┌─ Data

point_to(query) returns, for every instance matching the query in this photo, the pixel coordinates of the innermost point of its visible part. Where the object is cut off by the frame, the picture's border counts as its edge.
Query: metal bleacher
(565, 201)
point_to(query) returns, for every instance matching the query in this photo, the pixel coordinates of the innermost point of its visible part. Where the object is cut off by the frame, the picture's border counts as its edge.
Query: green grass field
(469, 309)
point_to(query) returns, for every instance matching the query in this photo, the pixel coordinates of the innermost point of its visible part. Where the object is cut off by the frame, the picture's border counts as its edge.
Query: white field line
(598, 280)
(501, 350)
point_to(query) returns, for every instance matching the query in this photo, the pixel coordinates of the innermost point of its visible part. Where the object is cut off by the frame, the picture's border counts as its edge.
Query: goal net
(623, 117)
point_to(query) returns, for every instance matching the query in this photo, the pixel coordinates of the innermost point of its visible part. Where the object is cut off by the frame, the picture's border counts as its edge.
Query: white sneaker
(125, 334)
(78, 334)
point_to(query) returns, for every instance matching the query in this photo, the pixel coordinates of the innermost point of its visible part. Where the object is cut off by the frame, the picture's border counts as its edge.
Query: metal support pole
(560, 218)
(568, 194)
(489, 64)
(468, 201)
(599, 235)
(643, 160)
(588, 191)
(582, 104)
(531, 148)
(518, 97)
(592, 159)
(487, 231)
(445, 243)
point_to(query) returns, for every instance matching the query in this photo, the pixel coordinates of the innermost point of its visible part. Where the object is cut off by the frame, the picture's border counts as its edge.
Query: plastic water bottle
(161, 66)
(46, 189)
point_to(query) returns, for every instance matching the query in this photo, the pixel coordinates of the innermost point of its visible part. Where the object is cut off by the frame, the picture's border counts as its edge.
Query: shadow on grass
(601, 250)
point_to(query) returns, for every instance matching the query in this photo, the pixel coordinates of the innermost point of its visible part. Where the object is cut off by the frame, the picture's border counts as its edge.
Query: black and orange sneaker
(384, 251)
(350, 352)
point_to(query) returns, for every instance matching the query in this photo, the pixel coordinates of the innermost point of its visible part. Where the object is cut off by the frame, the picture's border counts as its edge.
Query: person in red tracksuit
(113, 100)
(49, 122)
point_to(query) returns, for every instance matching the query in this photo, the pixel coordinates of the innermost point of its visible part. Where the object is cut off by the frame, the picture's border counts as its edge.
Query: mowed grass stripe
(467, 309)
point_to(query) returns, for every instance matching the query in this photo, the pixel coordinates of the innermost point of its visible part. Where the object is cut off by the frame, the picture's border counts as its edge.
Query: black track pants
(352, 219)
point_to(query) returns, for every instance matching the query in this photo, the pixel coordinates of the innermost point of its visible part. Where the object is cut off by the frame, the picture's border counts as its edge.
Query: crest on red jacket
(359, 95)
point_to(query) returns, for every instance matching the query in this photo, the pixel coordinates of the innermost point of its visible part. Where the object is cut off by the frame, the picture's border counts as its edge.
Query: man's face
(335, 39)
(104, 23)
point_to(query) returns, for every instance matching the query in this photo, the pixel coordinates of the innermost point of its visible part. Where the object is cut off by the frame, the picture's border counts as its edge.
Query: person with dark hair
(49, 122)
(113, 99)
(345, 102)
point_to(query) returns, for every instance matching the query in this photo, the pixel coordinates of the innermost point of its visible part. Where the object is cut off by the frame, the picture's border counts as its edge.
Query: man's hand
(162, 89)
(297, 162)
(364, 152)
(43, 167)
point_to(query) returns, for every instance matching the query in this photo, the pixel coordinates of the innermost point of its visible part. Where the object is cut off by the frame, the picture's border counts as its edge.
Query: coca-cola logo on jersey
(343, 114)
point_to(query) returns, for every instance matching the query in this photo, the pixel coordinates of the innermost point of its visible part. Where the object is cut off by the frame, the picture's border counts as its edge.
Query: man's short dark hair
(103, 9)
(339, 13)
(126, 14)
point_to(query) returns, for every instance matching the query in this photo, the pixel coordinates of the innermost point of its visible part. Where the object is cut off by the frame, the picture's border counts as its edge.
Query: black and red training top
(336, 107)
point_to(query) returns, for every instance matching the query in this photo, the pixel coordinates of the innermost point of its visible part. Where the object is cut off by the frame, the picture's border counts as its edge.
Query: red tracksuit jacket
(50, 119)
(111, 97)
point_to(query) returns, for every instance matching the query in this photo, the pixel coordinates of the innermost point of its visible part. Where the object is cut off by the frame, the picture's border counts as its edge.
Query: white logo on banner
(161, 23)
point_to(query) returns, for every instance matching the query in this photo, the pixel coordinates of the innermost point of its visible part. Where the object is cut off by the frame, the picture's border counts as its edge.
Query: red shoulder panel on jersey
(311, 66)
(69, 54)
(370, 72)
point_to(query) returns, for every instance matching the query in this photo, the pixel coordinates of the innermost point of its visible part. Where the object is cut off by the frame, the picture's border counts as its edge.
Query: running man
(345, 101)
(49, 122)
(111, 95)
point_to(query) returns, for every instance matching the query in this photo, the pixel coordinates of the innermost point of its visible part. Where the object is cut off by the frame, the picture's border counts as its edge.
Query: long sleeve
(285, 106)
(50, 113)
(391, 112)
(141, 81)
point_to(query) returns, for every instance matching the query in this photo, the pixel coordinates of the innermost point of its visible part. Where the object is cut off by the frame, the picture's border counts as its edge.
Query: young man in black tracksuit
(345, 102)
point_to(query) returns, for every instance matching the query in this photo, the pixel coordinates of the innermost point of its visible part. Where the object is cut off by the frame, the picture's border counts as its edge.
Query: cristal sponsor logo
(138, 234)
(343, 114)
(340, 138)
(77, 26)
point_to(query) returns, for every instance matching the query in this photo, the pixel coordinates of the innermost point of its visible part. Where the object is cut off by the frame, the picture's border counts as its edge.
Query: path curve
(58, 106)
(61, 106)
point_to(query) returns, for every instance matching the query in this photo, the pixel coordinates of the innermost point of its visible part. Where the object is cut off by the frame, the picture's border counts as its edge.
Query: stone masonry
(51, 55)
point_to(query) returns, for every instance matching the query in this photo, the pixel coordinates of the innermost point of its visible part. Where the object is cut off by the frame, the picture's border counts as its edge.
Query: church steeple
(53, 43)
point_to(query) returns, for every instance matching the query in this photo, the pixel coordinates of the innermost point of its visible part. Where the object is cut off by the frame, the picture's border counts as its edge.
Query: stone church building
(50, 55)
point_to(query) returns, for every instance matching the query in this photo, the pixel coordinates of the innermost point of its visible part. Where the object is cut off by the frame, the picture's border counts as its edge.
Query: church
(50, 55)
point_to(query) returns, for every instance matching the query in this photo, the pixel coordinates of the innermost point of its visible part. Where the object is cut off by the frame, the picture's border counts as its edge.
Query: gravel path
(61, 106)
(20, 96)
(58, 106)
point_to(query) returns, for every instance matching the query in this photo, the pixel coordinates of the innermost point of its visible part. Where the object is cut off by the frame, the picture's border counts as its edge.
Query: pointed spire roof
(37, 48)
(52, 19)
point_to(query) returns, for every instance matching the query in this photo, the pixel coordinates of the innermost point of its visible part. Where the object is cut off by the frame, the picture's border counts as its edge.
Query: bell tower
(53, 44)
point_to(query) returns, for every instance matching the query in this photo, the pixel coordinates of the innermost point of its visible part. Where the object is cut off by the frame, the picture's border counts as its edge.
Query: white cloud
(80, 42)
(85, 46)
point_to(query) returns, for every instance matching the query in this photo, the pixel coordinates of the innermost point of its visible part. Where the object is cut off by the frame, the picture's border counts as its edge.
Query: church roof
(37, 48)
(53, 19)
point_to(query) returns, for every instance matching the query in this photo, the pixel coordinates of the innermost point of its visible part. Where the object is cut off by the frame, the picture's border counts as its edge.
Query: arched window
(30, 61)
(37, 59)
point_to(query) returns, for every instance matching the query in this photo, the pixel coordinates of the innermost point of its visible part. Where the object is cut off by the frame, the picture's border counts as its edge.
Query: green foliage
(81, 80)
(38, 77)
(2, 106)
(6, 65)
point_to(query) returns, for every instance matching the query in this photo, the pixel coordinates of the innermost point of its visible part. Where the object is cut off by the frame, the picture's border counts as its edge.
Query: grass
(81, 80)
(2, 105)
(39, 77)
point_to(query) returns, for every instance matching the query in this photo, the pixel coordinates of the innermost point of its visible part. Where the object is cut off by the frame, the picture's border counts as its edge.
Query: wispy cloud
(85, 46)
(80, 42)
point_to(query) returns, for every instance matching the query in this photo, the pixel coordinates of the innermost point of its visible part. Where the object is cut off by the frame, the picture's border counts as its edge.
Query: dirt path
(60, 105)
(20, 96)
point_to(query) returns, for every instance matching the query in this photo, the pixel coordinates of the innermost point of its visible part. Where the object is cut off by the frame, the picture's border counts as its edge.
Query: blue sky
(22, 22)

└─

(Your objective): Copy verbatim the span of lines that begins with the line holding "Query: green foliage" and ends at the last line of the records.

(Exercise solution):
Query: green foliage
(81, 80)
(38, 77)
(2, 106)
(6, 65)
point_to(query) returns, for every instance matching the query in this photo, the pixel coordinates of the innermost point of its visible part. Where the object is cut off by the frame, the picture's border counts as its edge.
Query: grass
(81, 80)
(2, 105)
(39, 77)
point_to(query) returns, for every instance matching the query in this photo, the pixel coordinates of the innermost point of its visible part. Where the object is cut off by the frame, the picture's border counts as its edge.
Query: wispy cloud
(85, 46)
(80, 42)
point_to(query) returns, for every instance matching the query in this photo, the pixel coordinates of the innermost point of its visible part. Where the object is cut off by the frame, the picture's border counts as its edge.
Query: dirt path
(60, 105)
(20, 96)
point_to(query) returns, for every instance matching the query in this photo, the pixel coordinates of the innermost point of its visible part. Where the object is cut off by the frame, the picture's border counts as its edge.
Query: blue sky
(22, 22)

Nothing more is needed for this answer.